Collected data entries
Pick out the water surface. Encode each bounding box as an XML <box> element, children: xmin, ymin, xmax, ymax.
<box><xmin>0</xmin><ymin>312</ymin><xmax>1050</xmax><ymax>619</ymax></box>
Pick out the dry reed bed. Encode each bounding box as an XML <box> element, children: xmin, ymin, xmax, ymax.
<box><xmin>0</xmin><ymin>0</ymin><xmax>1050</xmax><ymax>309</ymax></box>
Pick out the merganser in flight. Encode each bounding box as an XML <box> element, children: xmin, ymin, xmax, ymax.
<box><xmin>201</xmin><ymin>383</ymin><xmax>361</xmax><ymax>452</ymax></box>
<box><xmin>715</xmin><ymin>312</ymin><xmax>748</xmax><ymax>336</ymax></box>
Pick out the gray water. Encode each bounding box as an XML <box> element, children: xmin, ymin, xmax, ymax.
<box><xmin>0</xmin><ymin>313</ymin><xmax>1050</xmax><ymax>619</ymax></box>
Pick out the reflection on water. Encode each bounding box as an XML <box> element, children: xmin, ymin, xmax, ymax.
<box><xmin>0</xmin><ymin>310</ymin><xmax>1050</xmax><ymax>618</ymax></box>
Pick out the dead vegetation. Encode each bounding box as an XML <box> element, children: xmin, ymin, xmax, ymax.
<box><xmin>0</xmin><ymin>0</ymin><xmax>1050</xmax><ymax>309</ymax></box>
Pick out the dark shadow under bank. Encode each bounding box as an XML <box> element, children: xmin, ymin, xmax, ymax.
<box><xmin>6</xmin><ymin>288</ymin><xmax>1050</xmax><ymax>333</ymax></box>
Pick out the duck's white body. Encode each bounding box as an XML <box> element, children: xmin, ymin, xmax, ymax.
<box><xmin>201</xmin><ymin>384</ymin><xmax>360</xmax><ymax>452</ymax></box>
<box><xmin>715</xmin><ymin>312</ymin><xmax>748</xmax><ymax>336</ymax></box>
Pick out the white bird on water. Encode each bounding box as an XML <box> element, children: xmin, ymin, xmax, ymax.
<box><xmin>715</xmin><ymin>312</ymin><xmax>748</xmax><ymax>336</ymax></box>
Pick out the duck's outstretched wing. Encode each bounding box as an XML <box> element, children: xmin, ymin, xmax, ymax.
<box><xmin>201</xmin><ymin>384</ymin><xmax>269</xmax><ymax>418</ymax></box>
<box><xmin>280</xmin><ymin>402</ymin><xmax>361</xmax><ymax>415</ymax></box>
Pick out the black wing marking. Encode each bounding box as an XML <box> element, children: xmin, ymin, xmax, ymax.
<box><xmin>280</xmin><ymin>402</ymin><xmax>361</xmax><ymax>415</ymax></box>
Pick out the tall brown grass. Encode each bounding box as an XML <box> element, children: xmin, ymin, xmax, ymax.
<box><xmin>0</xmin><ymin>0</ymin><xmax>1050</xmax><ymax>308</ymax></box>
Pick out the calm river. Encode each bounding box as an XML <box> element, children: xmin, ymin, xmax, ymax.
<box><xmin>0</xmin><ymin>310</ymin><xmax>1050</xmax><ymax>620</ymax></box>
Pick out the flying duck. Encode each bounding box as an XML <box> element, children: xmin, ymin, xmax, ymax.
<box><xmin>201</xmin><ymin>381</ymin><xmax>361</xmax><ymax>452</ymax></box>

*What is asked*:
Copy out every one of the lines above word for word.

*Full output*:
Pick out the water surface. Encode each bounding box as an XML <box> element, children: xmin, ymin, xmax, ymax.
<box><xmin>0</xmin><ymin>312</ymin><xmax>1050</xmax><ymax>619</ymax></box>
Pick out the dry reed bed. Encode each bounding box as an XML <box> element, children: xmin, ymin, xmax, ymax.
<box><xmin>0</xmin><ymin>0</ymin><xmax>1050</xmax><ymax>309</ymax></box>
Pick out the merganser in flight. Encode each bounding box as an XML <box> element, children: xmin, ymin, xmax, ymax.
<box><xmin>201</xmin><ymin>383</ymin><xmax>361</xmax><ymax>452</ymax></box>
<box><xmin>715</xmin><ymin>312</ymin><xmax>748</xmax><ymax>336</ymax></box>
Pick out the gray water. Encode each bounding box as an XML <box> element, children: xmin, ymin, xmax, ymax.
<box><xmin>0</xmin><ymin>313</ymin><xmax>1050</xmax><ymax>619</ymax></box>
Pick out the reflection on water. Encode each bounding box as an XML <box> element, children: xmin, ymin, xmax, ymax.
<box><xmin>0</xmin><ymin>310</ymin><xmax>1050</xmax><ymax>618</ymax></box>
Pick out the dead vegetation. Encode each bounding box as an XML <box> element, children: xmin, ymin, xmax, ymax.
<box><xmin>0</xmin><ymin>0</ymin><xmax>1050</xmax><ymax>309</ymax></box>
Pick out the dark shadow under bank. Encode each bounding box as an XML <box> element, children: xmin, ymin, xmax, ymax.
<box><xmin>6</xmin><ymin>288</ymin><xmax>1050</xmax><ymax>333</ymax></box>
Pick out the duck's white body. Encode each bounding box as an XML <box> element, children: xmin, ymin, xmax, ymax.
<box><xmin>201</xmin><ymin>384</ymin><xmax>360</xmax><ymax>452</ymax></box>
<box><xmin>715</xmin><ymin>312</ymin><xmax>748</xmax><ymax>336</ymax></box>
Pick out the white bird on water. Encode each bounding box as an XML <box> element, children: xmin, ymin, xmax, ymax.
<box><xmin>715</xmin><ymin>312</ymin><xmax>748</xmax><ymax>336</ymax></box>
Pick out the duck's outstretched wing. Encode each bounding box as an XML <box> element, children: xmin, ymin, xmax, ymax.
<box><xmin>201</xmin><ymin>384</ymin><xmax>269</xmax><ymax>418</ymax></box>
<box><xmin>280</xmin><ymin>402</ymin><xmax>361</xmax><ymax>415</ymax></box>
Pick out the black wing marking. Encode each bounding box as an XML <box> element, children: xmin, ymin, xmax, ymax.
<box><xmin>280</xmin><ymin>402</ymin><xmax>361</xmax><ymax>415</ymax></box>
Pick out the tall brown grass. Encode each bounding box as an XML <box> element, children: xmin, ymin, xmax, ymax.
<box><xmin>0</xmin><ymin>0</ymin><xmax>1050</xmax><ymax>308</ymax></box>
Pick out the calm river. Encode each bounding box as an XML <box> element, children: xmin, ymin, xmax, ymax.
<box><xmin>0</xmin><ymin>310</ymin><xmax>1050</xmax><ymax>620</ymax></box>
Pick out the flying duck. Encode each bounding box as an XML <box> element, children: xmin, ymin, xmax, ymax.
<box><xmin>201</xmin><ymin>381</ymin><xmax>361</xmax><ymax>452</ymax></box>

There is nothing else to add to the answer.